(Stored data entries)
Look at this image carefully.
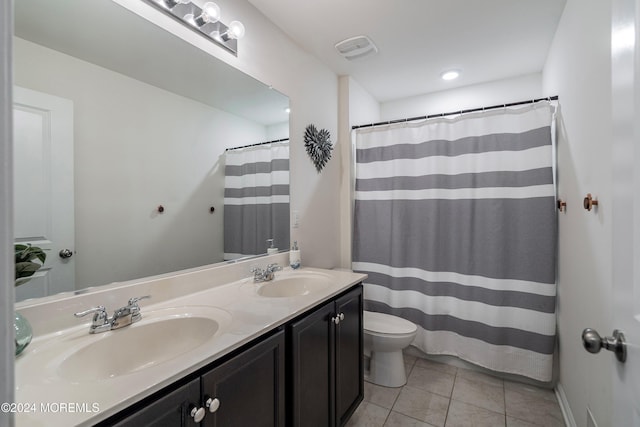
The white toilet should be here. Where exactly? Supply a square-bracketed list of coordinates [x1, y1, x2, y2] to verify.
[363, 310, 417, 388]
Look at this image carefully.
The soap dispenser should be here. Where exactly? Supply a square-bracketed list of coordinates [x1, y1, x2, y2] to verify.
[289, 241, 301, 269]
[267, 239, 278, 255]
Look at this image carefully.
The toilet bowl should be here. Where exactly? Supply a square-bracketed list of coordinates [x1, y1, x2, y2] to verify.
[363, 310, 417, 387]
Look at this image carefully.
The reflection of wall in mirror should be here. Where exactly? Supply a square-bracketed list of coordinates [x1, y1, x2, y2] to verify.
[13, 37, 272, 293]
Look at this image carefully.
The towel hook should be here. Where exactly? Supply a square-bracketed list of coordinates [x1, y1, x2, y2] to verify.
[583, 194, 598, 211]
[557, 199, 567, 213]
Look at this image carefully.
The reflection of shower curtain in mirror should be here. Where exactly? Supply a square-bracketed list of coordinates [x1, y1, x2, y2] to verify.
[224, 142, 290, 260]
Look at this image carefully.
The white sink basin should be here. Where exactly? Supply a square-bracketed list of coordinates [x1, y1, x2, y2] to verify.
[256, 271, 332, 298]
[18, 306, 232, 383]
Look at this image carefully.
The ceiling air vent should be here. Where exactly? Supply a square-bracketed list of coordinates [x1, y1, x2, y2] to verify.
[335, 35, 378, 61]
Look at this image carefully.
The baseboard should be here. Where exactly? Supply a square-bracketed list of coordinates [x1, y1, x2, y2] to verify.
[555, 383, 577, 427]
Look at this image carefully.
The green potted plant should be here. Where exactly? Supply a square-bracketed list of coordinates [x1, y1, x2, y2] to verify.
[15, 244, 47, 286]
[14, 243, 47, 356]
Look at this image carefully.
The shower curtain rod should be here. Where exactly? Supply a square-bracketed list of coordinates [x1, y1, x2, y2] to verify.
[351, 95, 559, 130]
[225, 138, 289, 152]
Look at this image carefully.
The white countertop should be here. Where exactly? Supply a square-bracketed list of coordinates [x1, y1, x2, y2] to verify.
[14, 257, 366, 426]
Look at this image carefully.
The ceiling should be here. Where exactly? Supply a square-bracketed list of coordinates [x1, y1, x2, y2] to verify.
[247, 0, 567, 103]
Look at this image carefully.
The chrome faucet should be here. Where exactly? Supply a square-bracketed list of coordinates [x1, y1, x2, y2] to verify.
[74, 295, 151, 334]
[250, 263, 282, 282]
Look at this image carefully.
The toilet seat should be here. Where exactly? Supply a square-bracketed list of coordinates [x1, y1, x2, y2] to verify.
[364, 311, 417, 335]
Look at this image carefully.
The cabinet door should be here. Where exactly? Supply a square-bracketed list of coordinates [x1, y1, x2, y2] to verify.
[289, 302, 335, 427]
[335, 285, 364, 427]
[201, 330, 285, 427]
[111, 378, 200, 427]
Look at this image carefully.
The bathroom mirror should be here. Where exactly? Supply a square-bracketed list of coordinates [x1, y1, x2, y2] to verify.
[13, 0, 290, 302]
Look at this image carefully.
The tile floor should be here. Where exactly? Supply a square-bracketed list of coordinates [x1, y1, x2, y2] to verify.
[347, 354, 565, 427]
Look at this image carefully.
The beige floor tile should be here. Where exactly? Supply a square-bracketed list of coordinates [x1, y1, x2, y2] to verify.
[385, 411, 438, 427]
[404, 353, 418, 367]
[347, 402, 391, 427]
[506, 416, 540, 427]
[456, 368, 504, 388]
[451, 375, 505, 414]
[407, 366, 456, 398]
[392, 386, 450, 427]
[414, 358, 458, 376]
[405, 363, 415, 378]
[353, 357, 566, 427]
[504, 386, 564, 427]
[504, 381, 557, 402]
[444, 400, 505, 427]
[365, 381, 403, 409]
[404, 354, 418, 378]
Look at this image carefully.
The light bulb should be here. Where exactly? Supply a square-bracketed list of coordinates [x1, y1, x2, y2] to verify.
[183, 13, 196, 26]
[199, 2, 221, 24]
[227, 21, 245, 39]
[441, 70, 460, 81]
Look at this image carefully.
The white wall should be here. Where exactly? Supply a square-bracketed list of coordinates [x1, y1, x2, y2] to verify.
[542, 0, 613, 426]
[348, 77, 382, 127]
[266, 121, 290, 141]
[338, 76, 380, 268]
[380, 73, 543, 121]
[114, 0, 341, 269]
[14, 37, 268, 290]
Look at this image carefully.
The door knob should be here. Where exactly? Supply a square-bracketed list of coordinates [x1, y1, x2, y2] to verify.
[59, 249, 74, 259]
[581, 328, 627, 362]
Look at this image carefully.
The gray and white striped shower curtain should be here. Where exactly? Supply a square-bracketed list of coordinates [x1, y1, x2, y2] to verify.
[352, 102, 557, 381]
[223, 142, 290, 260]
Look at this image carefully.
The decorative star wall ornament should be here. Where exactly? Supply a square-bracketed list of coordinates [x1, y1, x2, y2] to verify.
[304, 124, 333, 172]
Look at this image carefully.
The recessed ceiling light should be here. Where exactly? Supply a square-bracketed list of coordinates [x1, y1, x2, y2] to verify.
[441, 70, 461, 81]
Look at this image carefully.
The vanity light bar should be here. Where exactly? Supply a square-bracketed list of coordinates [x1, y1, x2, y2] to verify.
[144, 0, 243, 56]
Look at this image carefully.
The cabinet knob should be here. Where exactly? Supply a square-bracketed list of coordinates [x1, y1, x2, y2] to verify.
[332, 316, 340, 325]
[339, 312, 345, 321]
[190, 406, 206, 422]
[205, 397, 220, 413]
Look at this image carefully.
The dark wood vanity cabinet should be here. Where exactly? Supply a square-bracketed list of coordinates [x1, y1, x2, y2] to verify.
[334, 285, 364, 426]
[202, 330, 286, 426]
[289, 285, 364, 427]
[111, 378, 201, 427]
[107, 331, 285, 427]
[101, 284, 362, 427]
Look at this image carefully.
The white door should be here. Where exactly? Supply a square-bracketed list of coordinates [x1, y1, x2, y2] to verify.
[611, 0, 640, 425]
[13, 86, 75, 301]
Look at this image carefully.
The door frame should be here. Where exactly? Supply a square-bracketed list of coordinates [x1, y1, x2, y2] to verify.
[0, 0, 15, 424]
[611, 0, 639, 425]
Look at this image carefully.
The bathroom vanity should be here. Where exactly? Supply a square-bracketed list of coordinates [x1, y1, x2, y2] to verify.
[14, 254, 365, 426]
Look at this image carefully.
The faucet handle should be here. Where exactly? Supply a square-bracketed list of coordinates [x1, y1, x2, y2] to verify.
[127, 295, 151, 307]
[74, 305, 107, 318]
[266, 263, 282, 272]
[74, 306, 109, 329]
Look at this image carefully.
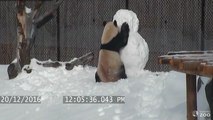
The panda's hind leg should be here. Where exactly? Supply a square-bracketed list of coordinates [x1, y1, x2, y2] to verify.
[120, 65, 127, 79]
[95, 72, 101, 82]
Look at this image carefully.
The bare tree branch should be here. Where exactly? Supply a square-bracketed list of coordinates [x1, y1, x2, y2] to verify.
[36, 52, 94, 70]
[66, 52, 94, 70]
[32, 0, 43, 19]
[33, 0, 64, 28]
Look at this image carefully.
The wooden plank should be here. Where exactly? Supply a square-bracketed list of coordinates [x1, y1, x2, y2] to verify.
[186, 74, 197, 120]
[158, 53, 213, 77]
[168, 51, 213, 55]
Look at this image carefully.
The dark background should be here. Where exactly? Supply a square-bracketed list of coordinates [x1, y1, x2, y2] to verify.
[0, 0, 212, 71]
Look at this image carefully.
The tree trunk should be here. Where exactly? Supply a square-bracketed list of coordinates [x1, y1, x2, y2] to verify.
[7, 0, 94, 79]
[8, 0, 64, 79]
[8, 0, 31, 79]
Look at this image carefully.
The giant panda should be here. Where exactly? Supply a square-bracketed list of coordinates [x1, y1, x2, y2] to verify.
[95, 20, 130, 82]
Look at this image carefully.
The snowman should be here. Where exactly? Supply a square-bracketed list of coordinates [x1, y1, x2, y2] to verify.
[113, 9, 149, 77]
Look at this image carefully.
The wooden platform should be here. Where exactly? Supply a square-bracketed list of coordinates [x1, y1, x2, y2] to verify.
[158, 51, 213, 120]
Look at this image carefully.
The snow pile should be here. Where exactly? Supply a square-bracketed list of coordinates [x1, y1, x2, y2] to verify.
[113, 9, 149, 76]
[25, 7, 32, 14]
[0, 59, 190, 120]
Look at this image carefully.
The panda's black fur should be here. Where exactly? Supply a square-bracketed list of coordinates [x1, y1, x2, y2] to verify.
[95, 20, 129, 82]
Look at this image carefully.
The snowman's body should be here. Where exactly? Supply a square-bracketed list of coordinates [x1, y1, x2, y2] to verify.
[113, 9, 149, 76]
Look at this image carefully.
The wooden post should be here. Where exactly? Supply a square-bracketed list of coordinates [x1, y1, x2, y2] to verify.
[186, 74, 197, 120]
[158, 52, 213, 120]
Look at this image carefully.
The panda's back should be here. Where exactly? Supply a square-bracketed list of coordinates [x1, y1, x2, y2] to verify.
[98, 50, 122, 67]
[97, 50, 124, 82]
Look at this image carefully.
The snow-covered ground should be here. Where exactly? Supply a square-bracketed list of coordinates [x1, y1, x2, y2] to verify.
[0, 59, 210, 120]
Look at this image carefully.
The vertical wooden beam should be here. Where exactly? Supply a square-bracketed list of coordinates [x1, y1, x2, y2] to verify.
[205, 79, 213, 120]
[186, 74, 197, 120]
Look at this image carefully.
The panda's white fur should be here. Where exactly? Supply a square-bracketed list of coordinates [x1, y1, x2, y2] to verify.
[96, 21, 129, 82]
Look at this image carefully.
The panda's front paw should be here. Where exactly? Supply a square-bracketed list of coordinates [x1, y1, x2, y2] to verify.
[121, 22, 129, 46]
[121, 22, 130, 36]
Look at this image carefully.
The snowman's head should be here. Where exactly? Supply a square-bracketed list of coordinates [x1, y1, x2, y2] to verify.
[113, 9, 139, 32]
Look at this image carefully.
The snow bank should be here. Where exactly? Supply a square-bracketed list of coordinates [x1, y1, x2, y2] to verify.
[0, 59, 189, 120]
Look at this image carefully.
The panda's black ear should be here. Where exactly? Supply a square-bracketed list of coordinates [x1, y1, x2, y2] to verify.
[103, 21, 107, 26]
[113, 20, 117, 27]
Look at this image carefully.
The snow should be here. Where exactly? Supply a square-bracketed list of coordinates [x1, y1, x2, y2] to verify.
[113, 9, 149, 77]
[0, 59, 209, 120]
[25, 7, 32, 14]
[113, 9, 139, 32]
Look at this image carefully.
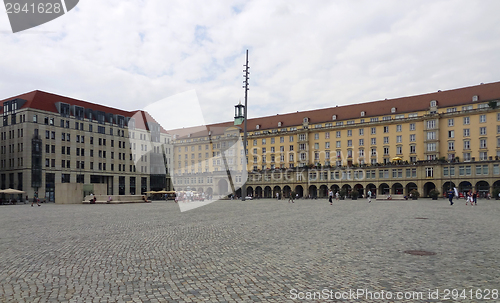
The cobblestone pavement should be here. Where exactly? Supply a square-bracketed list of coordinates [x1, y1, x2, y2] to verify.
[0, 197, 499, 303]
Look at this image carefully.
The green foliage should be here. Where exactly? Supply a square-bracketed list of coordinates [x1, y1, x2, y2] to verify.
[429, 189, 440, 198]
[339, 189, 347, 198]
[488, 100, 498, 109]
[410, 189, 420, 198]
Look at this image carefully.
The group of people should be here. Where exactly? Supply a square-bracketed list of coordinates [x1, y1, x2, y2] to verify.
[448, 188, 480, 206]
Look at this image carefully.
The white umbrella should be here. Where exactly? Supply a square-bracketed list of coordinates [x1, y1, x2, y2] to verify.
[0, 188, 26, 194]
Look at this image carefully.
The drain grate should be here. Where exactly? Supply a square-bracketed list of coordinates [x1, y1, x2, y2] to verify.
[415, 217, 428, 219]
[404, 250, 436, 256]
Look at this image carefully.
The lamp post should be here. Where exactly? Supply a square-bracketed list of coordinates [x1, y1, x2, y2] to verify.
[242, 50, 249, 201]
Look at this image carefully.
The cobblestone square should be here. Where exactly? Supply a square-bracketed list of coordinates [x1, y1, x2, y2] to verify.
[0, 198, 499, 302]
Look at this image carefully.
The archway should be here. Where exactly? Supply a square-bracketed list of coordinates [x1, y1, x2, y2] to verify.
[330, 184, 340, 194]
[295, 185, 303, 198]
[392, 183, 403, 194]
[476, 181, 490, 197]
[342, 184, 352, 197]
[206, 187, 213, 196]
[308, 185, 317, 198]
[283, 185, 291, 198]
[273, 186, 281, 199]
[493, 180, 500, 189]
[246, 186, 254, 197]
[218, 179, 228, 195]
[423, 182, 436, 197]
[319, 185, 328, 198]
[405, 182, 417, 195]
[353, 184, 364, 198]
[235, 188, 241, 198]
[255, 186, 263, 198]
[379, 183, 390, 195]
[442, 181, 456, 193]
[264, 186, 272, 198]
[458, 181, 472, 195]
[366, 183, 376, 196]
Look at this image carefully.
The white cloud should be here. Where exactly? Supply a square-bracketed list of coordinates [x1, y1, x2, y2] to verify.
[1, 0, 500, 127]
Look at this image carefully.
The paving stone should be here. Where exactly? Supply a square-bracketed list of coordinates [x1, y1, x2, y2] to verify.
[0, 198, 499, 302]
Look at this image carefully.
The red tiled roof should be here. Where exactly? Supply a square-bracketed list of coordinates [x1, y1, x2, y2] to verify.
[168, 81, 500, 138]
[0, 90, 132, 117]
[0, 90, 167, 132]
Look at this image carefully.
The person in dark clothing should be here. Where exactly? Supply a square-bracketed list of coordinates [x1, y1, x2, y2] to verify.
[448, 189, 454, 205]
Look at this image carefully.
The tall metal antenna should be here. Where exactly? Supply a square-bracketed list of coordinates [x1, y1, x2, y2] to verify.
[242, 49, 249, 201]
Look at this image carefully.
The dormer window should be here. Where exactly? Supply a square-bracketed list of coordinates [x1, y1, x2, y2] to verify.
[332, 115, 337, 120]
[360, 111, 365, 117]
[303, 117, 308, 123]
[472, 95, 479, 102]
[256, 124, 260, 130]
[391, 107, 396, 113]
[278, 122, 282, 127]
[430, 100, 437, 107]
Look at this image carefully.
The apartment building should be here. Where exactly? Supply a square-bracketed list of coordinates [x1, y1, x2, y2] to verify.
[0, 90, 173, 202]
[169, 81, 500, 198]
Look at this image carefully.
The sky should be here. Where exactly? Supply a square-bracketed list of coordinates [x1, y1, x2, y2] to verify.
[1, 0, 500, 130]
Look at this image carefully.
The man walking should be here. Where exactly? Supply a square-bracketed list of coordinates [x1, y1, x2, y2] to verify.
[367, 190, 372, 203]
[31, 191, 40, 207]
[328, 190, 333, 205]
[448, 189, 454, 205]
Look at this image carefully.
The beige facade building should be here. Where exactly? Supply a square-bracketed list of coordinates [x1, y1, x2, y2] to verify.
[0, 90, 173, 202]
[170, 81, 500, 199]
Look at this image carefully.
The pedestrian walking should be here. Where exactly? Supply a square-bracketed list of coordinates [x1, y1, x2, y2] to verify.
[448, 189, 454, 205]
[31, 191, 40, 207]
[367, 190, 372, 203]
[466, 190, 472, 205]
[328, 190, 333, 205]
[473, 191, 478, 205]
[289, 191, 295, 203]
[335, 191, 339, 201]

→ **ACTION ITEM**
Write out again exactly the lines that run from the one holding "The apartment building" through the last line of the data; omit all other lines.

→ **RESPONSE AREA**
The apartment building should be here. Where exactly? Supply a square-bracketed list of coordinates [x1, y1, x2, y2] to verify.
[0, 90, 173, 202]
[169, 81, 500, 198]
Look at this image carefully.
The sky should be here. Where exactly? Supply a square-bracketed list of coordinates [x1, y1, x2, y2] to verify.
[1, 0, 500, 130]
Look at this image carefully.
The man walking should be here. Where exactly? Supply a square-bracketed list of coordinates [x1, y1, x2, y2] to verify.
[367, 190, 372, 203]
[31, 191, 40, 207]
[328, 190, 333, 205]
[448, 189, 454, 205]
Look at this image carefully.
The beige facade building should be here. Where exactly? Supply a square-bracketed list of coordinates [x1, y1, x2, y2] to verify.
[0, 90, 173, 202]
[170, 81, 500, 199]
Look at this image carefully.
The pedestrian walking should be here. Where exactly? Supply a square-bracketed list of coordinates [x1, y1, x2, y2] to verify.
[448, 189, 454, 205]
[31, 191, 40, 207]
[367, 190, 372, 203]
[466, 190, 472, 205]
[328, 190, 333, 205]
[473, 191, 478, 205]
[289, 191, 295, 203]
[335, 191, 339, 201]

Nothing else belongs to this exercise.